(Passage for review begins)

# Stomp da Yard: Kans and Dreds take shape



## ToxicBunny (Sep 6, 2008)

Walking Big Shoota:










This Big Shoota was also just a random idea: combine the body of a tank mounted heavy bolter with the barrel of an Auto Cannon and see what "pops out".

The remains of the Auto Cannon body was then used as an engine for my Grotzooka.

Grotzooka:



















The first time I read the description of the new kann weapon, the Grotzooka, I started having nostalgic memories about a woodchipper we used to own when I was a kid.

So I started rumaging about in my spare parts bins as to see what I could cook up with that feel to it. A scrap launcher - something that can be fed any piece of trash and have it spat at the enemy at high velocity! (I will admit that the "Rock-It-Launcher" from the game Fallout 3 was also a HUGE insperation for this concept).

Deff Dredd:










A friend of mine once gave me a Deff Dredd as a spore day present. Since I quite like the model I have opted to keep it mainly "as is" with a nice big Duff glyph on the front.

Other dredds I would still dearly love to take a crack at though is a converted SoB Penitent Engine (Wouldn't really be able to justify the armour of a dredd on the front but it would look brilliant to have a gretchin "all wired up" to one of these) or a Concept based off an anime series "Guran Lagan" where they had a Mech operated by two brothers sitting side by side (I think it would be a nice Rebel spin for two Gretchins to be wired in side by side in the cockpit of a Dredd)


----------



## Patapon13 (Apr 26, 2009)

Nice +rep for the scrap gun thats awsome. I would love to see them painted.

(Passage for review ends)

### Your goal
Copy the stretch of the Stomp da Yard thread from "A friend of" through "see them painted.", substituting "birthday" for "spore day". The stored data entries are separate material, unrelated to the thread.

(Record set begins)

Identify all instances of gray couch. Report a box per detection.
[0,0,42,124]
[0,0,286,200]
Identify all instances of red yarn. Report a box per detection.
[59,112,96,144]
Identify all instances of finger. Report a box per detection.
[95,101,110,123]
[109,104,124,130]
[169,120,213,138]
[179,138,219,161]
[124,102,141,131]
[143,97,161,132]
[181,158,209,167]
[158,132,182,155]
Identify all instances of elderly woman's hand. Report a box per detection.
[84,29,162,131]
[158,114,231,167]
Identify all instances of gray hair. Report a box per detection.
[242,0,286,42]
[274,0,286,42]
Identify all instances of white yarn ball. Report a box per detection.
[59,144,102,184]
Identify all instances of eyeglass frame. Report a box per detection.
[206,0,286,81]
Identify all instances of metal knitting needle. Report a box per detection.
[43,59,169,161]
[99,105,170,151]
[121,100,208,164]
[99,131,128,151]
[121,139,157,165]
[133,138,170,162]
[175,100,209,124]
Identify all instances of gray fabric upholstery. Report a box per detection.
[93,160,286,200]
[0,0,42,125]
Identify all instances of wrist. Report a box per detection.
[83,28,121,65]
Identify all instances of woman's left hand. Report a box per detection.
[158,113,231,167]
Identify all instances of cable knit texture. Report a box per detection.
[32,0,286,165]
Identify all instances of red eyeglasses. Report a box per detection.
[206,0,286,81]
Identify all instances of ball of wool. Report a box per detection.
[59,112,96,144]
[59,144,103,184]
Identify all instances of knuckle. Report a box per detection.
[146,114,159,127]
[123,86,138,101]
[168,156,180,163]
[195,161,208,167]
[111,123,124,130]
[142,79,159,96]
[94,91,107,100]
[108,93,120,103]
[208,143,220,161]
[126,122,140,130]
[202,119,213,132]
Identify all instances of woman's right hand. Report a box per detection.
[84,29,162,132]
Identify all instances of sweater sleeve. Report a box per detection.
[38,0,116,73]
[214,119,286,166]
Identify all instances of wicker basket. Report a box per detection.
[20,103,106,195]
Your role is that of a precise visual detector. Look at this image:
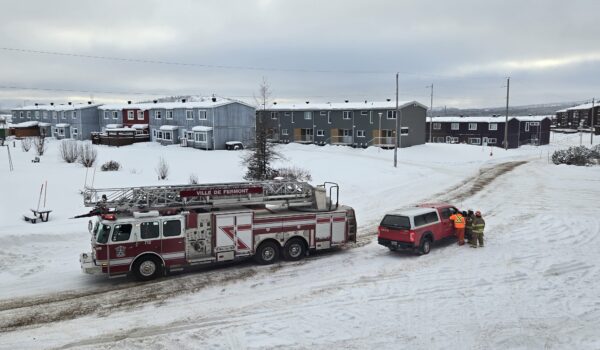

(Record set ends)

### Answer to this exercise
A friend of mine once gave me a Deff Dredd as a birthday present. Since I quite like the model I have opted to keep it mainly "as is" with a nice big Duff glyph on the front.

Other dredds I would still dearly love to take a crack at though is a converted SoB Penitent Engine (Wouldn't really be able to justify the armour of a dredd on the front but it would look brilliant to have a gretchin "all wired up" to one of these) or a Concept based off an anime series "Guran Lagan" where they had a Mech operated by two brothers sitting side by side (I think it would be a nice Rebel spin for two Gretchins to be wired in side by side in the cockpit of a Dredd)


----------



## Patapon13 (Apr 26, 2009)

Nice +rep for the scrap gun thats awsome. I would love to see them painted.